[TEXT]
+++
Although best known on this side of the Atlantic for the multimillion-selling (and era-defining) albums, Mellow Gold (1994) and Odelay (1996), for a good few years previously he was a leading light on the US left-field music scene. His very first single, and possibly one of the greatest-ever song titles, was MTV Makes Me Want To Smoke Crack (a devastating critique of the homogenised middle of the dial sounds perpetuated by the music channel) but his real breakthrough came with the slacker anthem, Loser (as in "I'm a loser baby, so why don't you kill me"). The Beastie Boys once remarked that "Loser was the final proof that hip-hop was the folk music of the 1990s".

Shoved into the limelight as a spokesperson for a generation, he reacted strongly against the label: "I never had any slack; I was too busy working in crappy jobs, like working in a video store doing things like alphabetising the pornographic section for the minimum wage," he says.

As strange as it may seem now, only 500 copies of Loser were originally pressed up but with word getting around, the major labels came a-knocking. "The whole thing got crazy," he says, "I had people like David Geffen actually calling me at home to express his interest. And eventually the Geffen label re-released Loser and it charted all over the place. Everyone was saying I was the king slacker and I didn't even know what a slacker was! I'd be doing photo shoots and they'd be going `try and look tired or something' and I'd be going `oh, OK'. It was crazy."

The type of contract Beck signed with his multinational employers remains, today, an oddity and a real demonstration of artist-power (before they were all castrated by the accountancy department). It was a "non-exclusive" contract which meant that he would be able to release so-called "uncommercial" music on other record labels, as long as he released his "commercial" music on the Geffen label. All this means in reality, is that some of his best work is on tiny indie labels and is very hard to track down but all his "commercial" music is racked up nicely in your local record store. It's a state of affairs which has led to some bizarre showdowns with the label; often he has submitted music which he says falls under the "uncommercial" label but which the label say they want because they think it is "commercial". Lawyers are called and it all becomes a bit farcical.
+++
[GIVEN REQUEST 1] Show every line of the records that contains the word "fabric", treating uppercase and lowercase as different.
The text and the records have no connection to each other.
+++
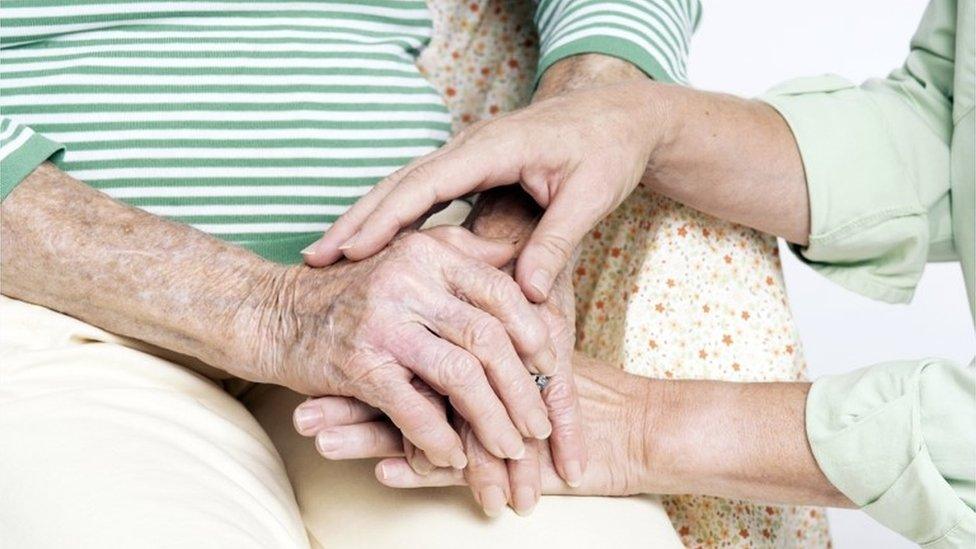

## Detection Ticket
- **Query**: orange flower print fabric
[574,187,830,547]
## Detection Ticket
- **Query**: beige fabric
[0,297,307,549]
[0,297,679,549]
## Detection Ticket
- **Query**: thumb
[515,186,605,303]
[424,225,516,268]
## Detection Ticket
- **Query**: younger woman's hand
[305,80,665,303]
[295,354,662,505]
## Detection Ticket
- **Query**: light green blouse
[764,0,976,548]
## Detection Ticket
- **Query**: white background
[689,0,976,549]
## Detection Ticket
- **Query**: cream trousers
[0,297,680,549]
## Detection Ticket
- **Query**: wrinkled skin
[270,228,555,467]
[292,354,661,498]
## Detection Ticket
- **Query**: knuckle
+++
[GIVEN REQUEST 2] From the passage about Beck, give the part from "The type of" up to and including "a bit farcical.", substituting "agreement" for "contract".

[EXPECTED ANSWER 1]
- **Query**: orange flower print fabric
- **Query**: beige fabric

[EXPECTED ANSWER 2]
The type of agreement Beck signed with his multinational employers remains, today, an oddity and a real demonstration of artist-power (before they were all castrated by the accountancy department). It was a "non-exclusive" agreement which meant that he would be able to release so-called "uncommercial" music on other record labels, as long as he released his "commercial" music on the Geffen label. All this means in reality, is that some of his best work is on tiny indie labels and is very hard to track down but all his "commercial" music is racked up nicely in your local record store. It's a state of affairs which has led to some bizarre showdowns with the label; often he has submitted music which he says falls under the "uncommercial" label but which the label say they want because they think it is "commercial". Lawyers are called and it all becomes a bit farcical.